GIVEN RECORDS —
——

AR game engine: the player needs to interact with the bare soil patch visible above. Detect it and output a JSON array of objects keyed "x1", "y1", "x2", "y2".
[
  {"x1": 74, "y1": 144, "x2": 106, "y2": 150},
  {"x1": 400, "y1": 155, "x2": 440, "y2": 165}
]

——

WHAT YOU SHOULD DO — Each line of the data is to be written out again exactly.

RESPONSE BELOW —
AR game engine: the player needs to interact with the bare soil patch visible above. Detect it and output a JSON array of objects keyed "x1", "y1", "x2", "y2".
[
  {"x1": 74, "y1": 144, "x2": 106, "y2": 150},
  {"x1": 400, "y1": 155, "x2": 440, "y2": 165}
]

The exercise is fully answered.